WHAT NEEDS TO BE DONE ::
Transcribe each line of the material as it is, and drop any picture.
----
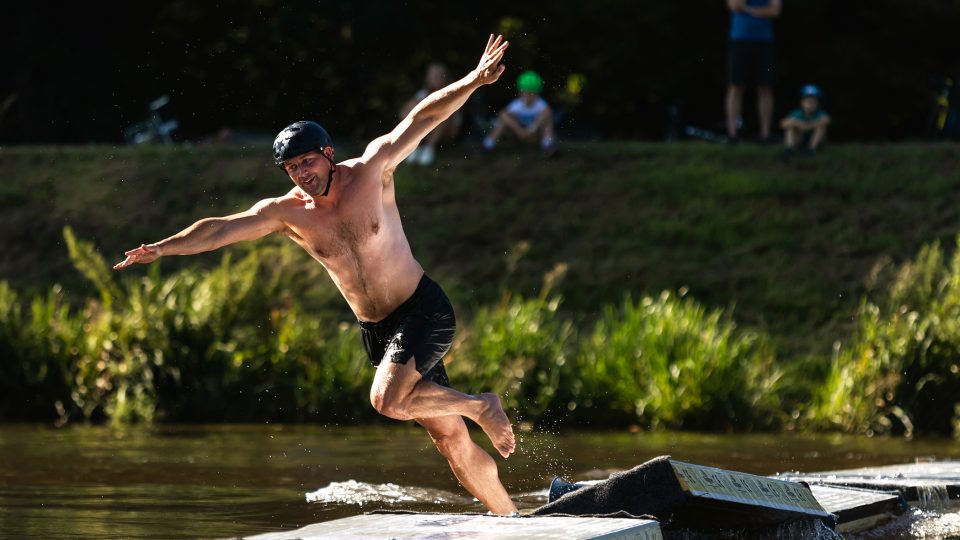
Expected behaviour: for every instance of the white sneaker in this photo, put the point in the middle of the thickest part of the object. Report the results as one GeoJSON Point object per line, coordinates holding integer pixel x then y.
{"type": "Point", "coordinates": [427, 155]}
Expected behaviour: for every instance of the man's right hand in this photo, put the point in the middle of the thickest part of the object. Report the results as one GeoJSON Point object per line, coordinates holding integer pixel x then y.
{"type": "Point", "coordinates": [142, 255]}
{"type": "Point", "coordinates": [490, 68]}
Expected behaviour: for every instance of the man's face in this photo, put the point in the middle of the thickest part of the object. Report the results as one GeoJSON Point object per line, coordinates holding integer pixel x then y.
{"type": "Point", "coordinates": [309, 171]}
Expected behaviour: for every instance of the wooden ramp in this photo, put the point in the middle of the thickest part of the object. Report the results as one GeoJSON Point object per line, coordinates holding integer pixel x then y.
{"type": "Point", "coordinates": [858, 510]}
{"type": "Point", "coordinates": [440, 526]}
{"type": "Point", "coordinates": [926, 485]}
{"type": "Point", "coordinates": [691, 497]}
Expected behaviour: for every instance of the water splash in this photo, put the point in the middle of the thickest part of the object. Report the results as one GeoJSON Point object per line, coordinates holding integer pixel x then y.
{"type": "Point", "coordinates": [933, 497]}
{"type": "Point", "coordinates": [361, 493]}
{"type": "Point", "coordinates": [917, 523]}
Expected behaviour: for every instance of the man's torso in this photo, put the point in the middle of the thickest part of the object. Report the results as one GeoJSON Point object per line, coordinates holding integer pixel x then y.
----
RESULT OF THIS EXERCISE ::
Expected behaviour: for every instance of the white sneaker in this photo, put the point in the middle of the thickest part of the object. Report the results as one GeoJSON Point object per line, coordinates holding integer pixel x then y.
{"type": "Point", "coordinates": [427, 155]}
Expected behaviour: for every instance of the man's right hand in this photo, put the point in the middle of the thickest part of the object. Report the results as one GeoJSON Point object per line, coordinates holding integer pixel x then y.
{"type": "Point", "coordinates": [142, 255]}
{"type": "Point", "coordinates": [490, 68]}
Expected behaviour: for every instance of the man's face in this photo, put the point in the middle of the thickest part of the object. Report the results as one GeoJSON Point object per line, coordinates holding integer pixel x then y.
{"type": "Point", "coordinates": [309, 171]}
Expected behaviour: for every instance of the wooden ramp in this photo, put the point in the middle of the thickest part of the object. Report the results as one GeoJSON Point object per line, coordinates holding integer pixel x then y.
{"type": "Point", "coordinates": [858, 510]}
{"type": "Point", "coordinates": [440, 526]}
{"type": "Point", "coordinates": [926, 485]}
{"type": "Point", "coordinates": [691, 497]}
Expected behaviour: for every instance of the water splash in this photo, put the point in the middle of the thickest part of the object. Report the results as one GeoJSON Point object per line, coordinates holding integer pixel x then y.
{"type": "Point", "coordinates": [933, 497]}
{"type": "Point", "coordinates": [361, 493]}
{"type": "Point", "coordinates": [917, 523]}
Expected behaviour: for every instance of the man's torso in this photo, put the point in the middle of the thickest part of the object. Report the results as one GeoJSON Point object per line, coordinates holding integer pixel x then y.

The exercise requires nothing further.